==== TEXTO DE ORIGEM
Atentemos neste excerto do tratado monumental de Vitrúvio que colige saberes arquitectónicos – « […] si autem natura loci impedierit […].» Traduzi-lo-ia por «mas se a natureza do lugar [o] tiver impedido», substituindo o futuro perfeito do indicativo latino através do futuro perfeito do conjuntivo português. Ora, ao fazê-lo, garanto, por um lado, que a nuance semântica apologética da tentativa se mantém e, por outro, que se respeita o sistema hipotético do português. Devido a este mesmo último entrave, o francês, cioso da dita nuance semântica, poderia traduzi-lo por «mais si la nature du lieu [l’]a empêché», visto que não se pode fazer seguir um futuro a um «si» hipotético. Agora, a tradução bastante recorrente por presente é absolutamente despropositada em português e em francês (a saber: «mas se a natureza do lugar [o] impede»/«mais si la nature du lieu [l’]empêche»).

Pedia um comentário aos meus escritos, com especial enfoque sobre a importância de se salvaguardar a dita nuance semântica.

Resposta:

O tempo verbal em questão, no caso deste passo do famoso tratado de Vitrúvio, não será propriamente o futuro perfeito do indicativo latino, mas, sim, o perfeito do conjuntivo. Se é verdade que o futuro perfeito do indicativo e o perfeito do conjuntivo apresentam formas comuns em todas as pessoas e números, exceto na primeira pessoa do singular, importa não esquecer que o primeiro se utiliza em orações temporais, enquanto o segundo tem maior cabimento em orações condicionais.

Em latim, existem basicamente três tipos de orações condicionais: as de período real (em que a condição é enunciada como real), as de período potencial (em que a condição se considera possível) e as de período irreal (em que a condição se exprime como irreal). No segundo tipo, ou seja, nos casos em que se considera a condição como possível, emprega-se em ambas as orações (ou seja, tanto na principal como na subordinada) o conjuntivo presente ou o perfeito do conjuntivo, embora se possa usar igualmente o futuro do indicativo na oração principal.
========
==== DADOS FORNECIDOS
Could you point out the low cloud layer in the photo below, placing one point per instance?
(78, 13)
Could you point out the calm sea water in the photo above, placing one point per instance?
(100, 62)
========
__CONJUNTO DE TAREFAS__
• A. Cite o texto sobre Vitrúvio de "O tempo verbal" a "em orações condicionais.".
• B. Segundo o texto sobre Vitrúvio, em que tipo de orações se utiliza o futuro perfeito do indicativo?
• C. Dê seguimento ao texto sobre Vitrúvio a partir do ponto em que termina.

__RESPOSTAS ÀS TAREFAS__
• A.
O tempo verbal em questão, no caso deste passo do famoso tratado de Vitrúvio, não será propriamente o futuro perfeito do indicativo latino, mas, sim, o perfeito do conjuntivo. Se é verdade que o futuro perfeito do indicativo e o perfeito do conjuntivo apresentam formas comuns em todas as pessoas e números, exceto na primeira pessoa do singular, importa não esquecer que o primeiro se utiliza em orações temporais, enquanto o segundo tem maior cabimento em orações condicionais.

• B. Em orações temporais.

• C.
Nestas orações condicionais de período potencial, a utilização do perfeito do conjuntivo em vez do conjuntivo presente comporta, de facto, pelo menos em termos teóricos, certo matiz semântico, pois o perfeito do conjuntivo, além de enunciar a condição como possível, indica que se trata de um facto que alguma vez há de ser passado. No entanto, em ambos os casos, ou seja, quer se empregue o conjuntivo presente ou o perfeito do conjuntivo em latim, a tradução usual e recomendada em português socorre-se do futuro imperfeito do conjuntivo. Sendo assim, a tradução correta de «si autem natura loci impedierit» será «mas se a natureza do local (o) impedir». A tradução manter-se-ia, caso Vitrúvio tivesse usado o conjuntivo presente («si autem natura loci impediat»).

Poderia eventualmente pensar-se no recurso à conjugação per...

Pergunta:

Estou com uma dúvida acerca desta frase:

«O rapaz elegeu-se presidente.»

O verbo eleger-se neste caso é pronominal, a frase está na voz passiva, ou é uma voz reflexiva? De mais a mais gostaria de saber como distinguir essas três classificações em casos como esse.

Obrigado.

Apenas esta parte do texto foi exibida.